### [Exercise details]
Copy the entries below word for word, from the line with "segment green leaf" to the line with "207L217 212L213 222L234", both of those lines included.

### [Records for the task]
★ ★ ★

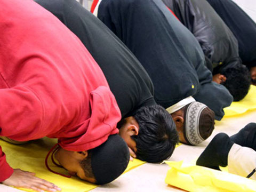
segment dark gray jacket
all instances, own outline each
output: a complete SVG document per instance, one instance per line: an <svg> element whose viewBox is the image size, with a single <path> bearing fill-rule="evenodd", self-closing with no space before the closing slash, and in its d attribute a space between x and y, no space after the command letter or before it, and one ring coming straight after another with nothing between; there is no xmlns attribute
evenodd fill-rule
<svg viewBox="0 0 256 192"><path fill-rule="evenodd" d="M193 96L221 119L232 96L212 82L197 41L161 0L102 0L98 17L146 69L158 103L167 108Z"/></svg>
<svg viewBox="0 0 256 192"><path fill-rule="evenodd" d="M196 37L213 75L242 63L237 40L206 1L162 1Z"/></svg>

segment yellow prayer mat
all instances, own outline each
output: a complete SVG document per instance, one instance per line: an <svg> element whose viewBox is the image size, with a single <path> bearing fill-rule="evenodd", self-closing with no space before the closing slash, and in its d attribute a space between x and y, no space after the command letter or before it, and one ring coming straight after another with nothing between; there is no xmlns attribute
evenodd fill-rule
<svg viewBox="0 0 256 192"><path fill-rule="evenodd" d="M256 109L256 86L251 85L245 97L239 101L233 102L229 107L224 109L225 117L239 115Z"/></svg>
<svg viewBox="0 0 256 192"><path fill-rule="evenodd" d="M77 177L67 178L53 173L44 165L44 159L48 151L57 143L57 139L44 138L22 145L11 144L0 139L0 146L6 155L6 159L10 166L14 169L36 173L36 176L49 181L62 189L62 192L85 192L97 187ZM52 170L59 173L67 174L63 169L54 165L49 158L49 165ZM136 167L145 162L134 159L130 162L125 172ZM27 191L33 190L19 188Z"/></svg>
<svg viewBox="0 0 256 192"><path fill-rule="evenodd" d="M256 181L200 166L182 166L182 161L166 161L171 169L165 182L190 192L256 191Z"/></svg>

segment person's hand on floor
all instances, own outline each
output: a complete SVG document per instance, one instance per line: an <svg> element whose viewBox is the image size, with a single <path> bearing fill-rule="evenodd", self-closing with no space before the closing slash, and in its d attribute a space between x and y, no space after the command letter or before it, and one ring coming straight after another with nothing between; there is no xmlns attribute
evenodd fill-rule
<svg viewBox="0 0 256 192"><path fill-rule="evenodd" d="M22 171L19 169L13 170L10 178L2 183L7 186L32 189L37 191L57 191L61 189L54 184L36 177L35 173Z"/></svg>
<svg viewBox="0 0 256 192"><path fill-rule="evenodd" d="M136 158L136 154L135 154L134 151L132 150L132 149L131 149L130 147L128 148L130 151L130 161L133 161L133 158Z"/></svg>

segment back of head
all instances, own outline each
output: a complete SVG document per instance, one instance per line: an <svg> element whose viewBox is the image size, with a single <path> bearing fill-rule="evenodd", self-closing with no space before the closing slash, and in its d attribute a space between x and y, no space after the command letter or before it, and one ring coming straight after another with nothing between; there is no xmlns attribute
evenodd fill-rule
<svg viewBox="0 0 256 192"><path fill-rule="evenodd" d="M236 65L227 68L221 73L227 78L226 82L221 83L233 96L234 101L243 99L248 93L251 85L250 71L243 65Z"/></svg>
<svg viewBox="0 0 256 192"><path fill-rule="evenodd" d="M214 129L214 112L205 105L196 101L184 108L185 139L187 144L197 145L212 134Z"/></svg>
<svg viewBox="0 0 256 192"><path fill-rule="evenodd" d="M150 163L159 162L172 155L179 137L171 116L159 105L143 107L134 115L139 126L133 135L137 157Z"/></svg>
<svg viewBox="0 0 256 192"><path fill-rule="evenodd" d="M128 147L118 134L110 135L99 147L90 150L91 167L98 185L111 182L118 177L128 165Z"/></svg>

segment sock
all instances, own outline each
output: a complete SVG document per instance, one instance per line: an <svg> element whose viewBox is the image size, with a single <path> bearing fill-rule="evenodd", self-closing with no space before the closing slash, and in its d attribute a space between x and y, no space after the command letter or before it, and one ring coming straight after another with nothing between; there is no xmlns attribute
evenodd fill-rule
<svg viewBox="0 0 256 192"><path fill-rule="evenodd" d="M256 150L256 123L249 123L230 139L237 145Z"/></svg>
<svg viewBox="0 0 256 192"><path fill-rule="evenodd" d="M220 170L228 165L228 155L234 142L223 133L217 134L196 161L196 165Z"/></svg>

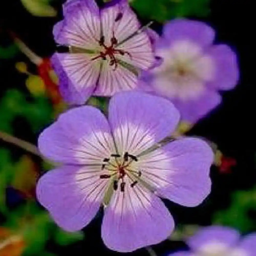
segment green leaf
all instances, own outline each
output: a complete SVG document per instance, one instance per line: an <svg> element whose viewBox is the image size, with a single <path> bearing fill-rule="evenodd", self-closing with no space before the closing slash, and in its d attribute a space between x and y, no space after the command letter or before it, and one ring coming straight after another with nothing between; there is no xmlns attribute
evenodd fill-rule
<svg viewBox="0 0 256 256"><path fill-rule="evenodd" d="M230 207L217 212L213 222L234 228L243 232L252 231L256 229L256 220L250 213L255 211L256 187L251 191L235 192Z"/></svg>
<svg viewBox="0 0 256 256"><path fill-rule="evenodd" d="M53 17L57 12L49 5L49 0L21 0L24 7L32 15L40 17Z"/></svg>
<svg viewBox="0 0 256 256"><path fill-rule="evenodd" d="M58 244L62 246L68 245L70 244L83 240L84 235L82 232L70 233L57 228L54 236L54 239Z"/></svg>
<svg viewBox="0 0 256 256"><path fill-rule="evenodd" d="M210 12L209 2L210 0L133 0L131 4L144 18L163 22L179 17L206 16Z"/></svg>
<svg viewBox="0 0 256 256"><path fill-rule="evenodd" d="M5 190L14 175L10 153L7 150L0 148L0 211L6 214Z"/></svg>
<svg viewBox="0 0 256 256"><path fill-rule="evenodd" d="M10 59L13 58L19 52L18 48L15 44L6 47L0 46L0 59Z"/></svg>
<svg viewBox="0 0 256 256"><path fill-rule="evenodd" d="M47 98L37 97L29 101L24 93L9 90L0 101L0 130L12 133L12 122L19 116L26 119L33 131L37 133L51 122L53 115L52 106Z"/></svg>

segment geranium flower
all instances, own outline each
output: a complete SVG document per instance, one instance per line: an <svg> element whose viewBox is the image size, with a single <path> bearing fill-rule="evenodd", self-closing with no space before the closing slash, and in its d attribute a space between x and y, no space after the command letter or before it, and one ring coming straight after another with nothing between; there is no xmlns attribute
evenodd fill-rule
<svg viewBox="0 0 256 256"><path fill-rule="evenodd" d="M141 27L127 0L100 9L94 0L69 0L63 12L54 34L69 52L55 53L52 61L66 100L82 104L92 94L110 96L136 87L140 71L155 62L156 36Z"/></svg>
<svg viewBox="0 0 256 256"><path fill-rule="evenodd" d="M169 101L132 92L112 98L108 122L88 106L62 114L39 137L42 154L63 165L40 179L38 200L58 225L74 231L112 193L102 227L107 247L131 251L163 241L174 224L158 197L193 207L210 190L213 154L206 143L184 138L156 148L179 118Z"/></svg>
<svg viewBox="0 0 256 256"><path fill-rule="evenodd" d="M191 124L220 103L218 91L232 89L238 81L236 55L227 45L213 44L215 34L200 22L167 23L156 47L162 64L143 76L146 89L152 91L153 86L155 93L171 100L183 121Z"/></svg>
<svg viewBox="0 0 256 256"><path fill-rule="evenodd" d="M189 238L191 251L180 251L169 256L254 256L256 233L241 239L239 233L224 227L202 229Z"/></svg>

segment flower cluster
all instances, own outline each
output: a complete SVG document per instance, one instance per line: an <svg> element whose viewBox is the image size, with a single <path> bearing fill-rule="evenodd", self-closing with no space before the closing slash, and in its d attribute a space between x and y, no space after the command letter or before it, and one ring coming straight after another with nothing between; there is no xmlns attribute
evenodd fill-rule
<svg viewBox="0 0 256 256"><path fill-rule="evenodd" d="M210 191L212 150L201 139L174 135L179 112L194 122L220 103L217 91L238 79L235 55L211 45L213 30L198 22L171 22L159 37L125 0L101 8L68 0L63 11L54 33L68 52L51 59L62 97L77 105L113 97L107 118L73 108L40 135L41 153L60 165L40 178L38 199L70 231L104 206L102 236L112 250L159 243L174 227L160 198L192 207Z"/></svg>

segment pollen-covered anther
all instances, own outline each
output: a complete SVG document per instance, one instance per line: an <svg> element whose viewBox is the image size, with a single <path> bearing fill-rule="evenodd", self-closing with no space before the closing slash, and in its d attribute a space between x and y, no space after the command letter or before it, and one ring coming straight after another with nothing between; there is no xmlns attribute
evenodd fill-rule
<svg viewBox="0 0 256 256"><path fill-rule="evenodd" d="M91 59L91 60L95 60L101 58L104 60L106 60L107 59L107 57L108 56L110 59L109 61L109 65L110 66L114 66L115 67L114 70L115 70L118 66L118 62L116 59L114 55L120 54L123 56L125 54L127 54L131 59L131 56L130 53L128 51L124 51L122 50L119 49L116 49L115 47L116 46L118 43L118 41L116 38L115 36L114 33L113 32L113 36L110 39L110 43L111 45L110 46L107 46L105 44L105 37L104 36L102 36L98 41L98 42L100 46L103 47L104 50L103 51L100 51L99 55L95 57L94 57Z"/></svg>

★ ★ ★

### [Response to this exercise]
segment green leaf
all instances, own outline each
output: a complete SVG document per instance, one instance per line: an <svg> element whose viewBox is the image size, with a single <path> bearing fill-rule="evenodd", self-closing with no space before the closing slash, and in its d attribute a space between x and y, no space after the command letter or before it, and one ring coming straight after another with nothing between; there is no xmlns attribute
evenodd fill-rule
<svg viewBox="0 0 256 256"><path fill-rule="evenodd" d="M230 207L217 212L213 222L234 228L243 232L252 231L256 229L256 220L250 213L255 211L256 187L251 191L235 192Z"/></svg>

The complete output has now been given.